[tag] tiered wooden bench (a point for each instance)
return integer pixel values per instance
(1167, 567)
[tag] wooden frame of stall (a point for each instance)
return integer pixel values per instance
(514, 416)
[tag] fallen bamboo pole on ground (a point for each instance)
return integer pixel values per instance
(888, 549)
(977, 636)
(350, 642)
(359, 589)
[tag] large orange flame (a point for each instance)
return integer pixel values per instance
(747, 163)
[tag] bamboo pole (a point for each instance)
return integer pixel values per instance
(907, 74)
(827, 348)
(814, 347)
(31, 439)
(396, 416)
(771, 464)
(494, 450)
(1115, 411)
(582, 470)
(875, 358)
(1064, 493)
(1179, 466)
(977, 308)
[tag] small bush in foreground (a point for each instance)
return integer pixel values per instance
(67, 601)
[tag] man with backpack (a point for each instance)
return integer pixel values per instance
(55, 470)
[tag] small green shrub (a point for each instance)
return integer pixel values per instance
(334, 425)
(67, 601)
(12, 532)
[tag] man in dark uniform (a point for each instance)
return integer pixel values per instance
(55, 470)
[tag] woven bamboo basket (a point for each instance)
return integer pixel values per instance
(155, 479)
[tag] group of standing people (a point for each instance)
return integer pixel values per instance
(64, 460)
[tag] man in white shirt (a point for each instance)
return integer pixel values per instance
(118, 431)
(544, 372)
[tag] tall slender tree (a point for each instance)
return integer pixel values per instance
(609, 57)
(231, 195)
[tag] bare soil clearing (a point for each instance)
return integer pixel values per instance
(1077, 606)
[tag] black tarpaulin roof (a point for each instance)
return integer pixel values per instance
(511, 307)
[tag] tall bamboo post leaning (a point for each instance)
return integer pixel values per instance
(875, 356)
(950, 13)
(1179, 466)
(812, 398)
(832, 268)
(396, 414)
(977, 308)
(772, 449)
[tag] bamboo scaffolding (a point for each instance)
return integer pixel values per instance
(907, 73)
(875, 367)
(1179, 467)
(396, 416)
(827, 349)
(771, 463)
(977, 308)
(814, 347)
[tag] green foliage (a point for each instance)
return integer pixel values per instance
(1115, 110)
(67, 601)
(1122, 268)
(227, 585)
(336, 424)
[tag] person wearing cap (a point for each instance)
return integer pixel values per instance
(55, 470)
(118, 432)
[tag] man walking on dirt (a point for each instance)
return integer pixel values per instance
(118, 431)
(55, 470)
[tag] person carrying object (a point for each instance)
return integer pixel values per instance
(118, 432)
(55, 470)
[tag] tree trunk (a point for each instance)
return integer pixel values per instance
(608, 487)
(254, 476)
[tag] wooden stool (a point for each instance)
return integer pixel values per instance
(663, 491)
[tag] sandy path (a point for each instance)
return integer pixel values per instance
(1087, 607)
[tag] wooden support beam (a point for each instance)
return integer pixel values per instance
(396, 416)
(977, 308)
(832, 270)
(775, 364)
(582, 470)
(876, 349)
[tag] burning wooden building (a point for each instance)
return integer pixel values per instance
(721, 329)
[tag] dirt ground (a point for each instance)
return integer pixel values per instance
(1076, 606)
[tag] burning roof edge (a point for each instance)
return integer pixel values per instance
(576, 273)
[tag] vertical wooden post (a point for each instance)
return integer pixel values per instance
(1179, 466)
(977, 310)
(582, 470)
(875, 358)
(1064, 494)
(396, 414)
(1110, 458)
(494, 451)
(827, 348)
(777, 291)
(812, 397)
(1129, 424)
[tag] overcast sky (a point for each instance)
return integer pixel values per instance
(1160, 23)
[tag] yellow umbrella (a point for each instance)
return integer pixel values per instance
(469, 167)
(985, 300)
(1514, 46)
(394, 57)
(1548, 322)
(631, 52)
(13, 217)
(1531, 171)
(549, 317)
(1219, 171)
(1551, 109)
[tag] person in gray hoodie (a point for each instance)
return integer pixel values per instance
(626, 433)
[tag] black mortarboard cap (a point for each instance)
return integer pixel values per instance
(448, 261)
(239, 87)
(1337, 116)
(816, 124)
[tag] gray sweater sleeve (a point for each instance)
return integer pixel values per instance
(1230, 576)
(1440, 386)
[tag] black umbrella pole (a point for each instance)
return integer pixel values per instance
============================================================
AIM: Convert every line above into a numbered list, omitting any blank lines.

FULL ANSWER:
1. [tag] tiered wooden bench (a point for each instance)
2. return integer pixel values per instance
3. (1167, 567)
4. [tag] wooden frame of stall (a point for each instance)
5. return integer pixel values per instance
6. (514, 416)
7. [tag] fallen bamboo pole on ground (a point for each instance)
8. return integer pixel values per instance
9. (888, 549)
10. (977, 636)
11. (350, 642)
12. (359, 589)
13. [tag] large orange flame (a point for each instance)
14. return integer pixel values per instance
15. (747, 163)
16. [tag] bamboo pole (a point for each instance)
17. return integer pixel values per instance
18. (907, 74)
19. (827, 348)
20. (814, 347)
21. (31, 439)
22. (396, 416)
23. (771, 464)
24. (494, 450)
25. (1115, 411)
26. (582, 470)
27. (875, 358)
28. (1064, 493)
29. (1179, 466)
30. (977, 308)
31. [tag] small bush in foreground (a point for each instance)
32. return integer pixel values per instance
33. (67, 601)
34. [tag] man with backpack (a point for each instance)
35. return integer pixel values per instance
36. (55, 470)
37. [tag] small green shrub (a point for each instance)
38. return integer pixel values per instance
39. (334, 425)
40. (67, 601)
41. (12, 532)
42. [tag] man in dark uniform (a point for each instance)
43. return integer pixel values per instance
44. (55, 470)
45. [tag] woven bamboo basket (a point for each instance)
46. return integer pixel values per instance
47. (155, 479)
48. [tag] group of standing people (a point for each instance)
49. return integer pixel values per instance
50. (64, 460)
51. [tag] man in white shirt (a point for each instance)
52. return integer pixel values per instance
53. (118, 431)
54. (544, 372)
55. [tag] tall slender tree (a point for each instance)
56. return integer pixel values per instance
57. (609, 57)
58. (231, 195)
59. [tag] bare soil clearing (a point for each instance)
60. return integer pixel values per instance
61. (1077, 606)
62. [tag] black tarpaulin roof (a point for each instance)
63. return integer pixel values per instance
64. (511, 307)
65. [tag] tall bamboo post leaning (a point for each instance)
66. return integer pixel values per instance
67. (875, 356)
68. (950, 13)
69. (1179, 466)
70. (812, 398)
71. (832, 268)
72. (396, 414)
73. (977, 308)
74. (772, 449)
75. [tag] bamboo scaffolding (a point for each instance)
76. return integer pixel values per instance
77. (907, 73)
78. (875, 367)
79. (1179, 467)
80. (396, 416)
81. (827, 349)
82. (771, 463)
83. (977, 308)
84. (814, 347)
85. [tag] green foliage (a point for each instance)
86. return integer pixel values per instance
87. (1115, 110)
88. (67, 601)
89. (1122, 268)
90. (227, 585)
91. (336, 424)
92. [tag] person wearing cap (a point for each instance)
93. return integer pixel values per instance
94. (55, 470)
95. (118, 432)
96. [tag] man walking on dirt (a point for each instance)
97. return integer pixel values per instance
98. (118, 431)
99. (55, 470)
100. [tag] person carrying object (a point for each instance)
101. return integer pixel values per instance
102. (118, 432)
103. (55, 470)
104. [tag] tree trunk (a point for each instance)
105. return integer pixel values per instance
106. (608, 487)
107. (254, 476)
108. [tag] wooden stool (a point for each instance)
109. return integer pixel values per instance
110. (663, 491)
111. [tag] sandy path (a point for each instance)
112. return integer pixel values per instance
113. (1087, 607)
114. [tag] wooden support beam (a point for each instance)
115. return integer pixel values per instance
116. (396, 416)
117. (977, 308)
118. (832, 270)
119. (775, 364)
120. (582, 470)
121. (876, 349)
122. [tag] burning wooden building (a point for each instance)
123. return integer pixel values per instance
124. (721, 329)
125. [tag] dirt ground (a point for each instance)
126. return integer pixel values per instance
127. (1076, 606)
128. [tag] burning roof edge (a point for each instance)
129. return integer pixel values per instance
130. (576, 273)
131. [tag] vertical wooden post (a point for each instance)
132. return integer pixel values per instance
133. (1179, 466)
134. (977, 310)
135. (582, 470)
136. (875, 358)
137. (1064, 494)
138. (396, 414)
139. (1110, 458)
140. (494, 451)
141. (827, 348)
142. (777, 291)
143. (812, 397)
144. (1129, 424)
145. [tag] overcast sky (a point for each instance)
146. return integer pixel values per instance
147. (1160, 23)
148. [tag] yellow umbrella (a point for each instance)
149. return integer pixel values per instance
150. (469, 167)
151. (985, 300)
152. (1514, 46)
153. (394, 57)
154. (1548, 322)
155. (631, 52)
156. (13, 217)
157. (1531, 171)
158. (549, 317)
159. (1219, 171)
160. (1551, 109)
161. [tag] person in gray hoodie (a point for each instance)
162. return integer pixel values per instance
163. (626, 433)
164. [tag] black mortarboard cap (a point for each instance)
165. return integer pixel values per instance
166. (448, 261)
167. (239, 87)
168. (1337, 116)
169. (816, 124)
170. [tag] gray sweater sleeve (a point for each instance)
171. return integer pixel values per instance
172. (1230, 576)
173. (1440, 386)
174. [tag] black umbrella pole (a point for each instance)
175. return integer pixel values per instance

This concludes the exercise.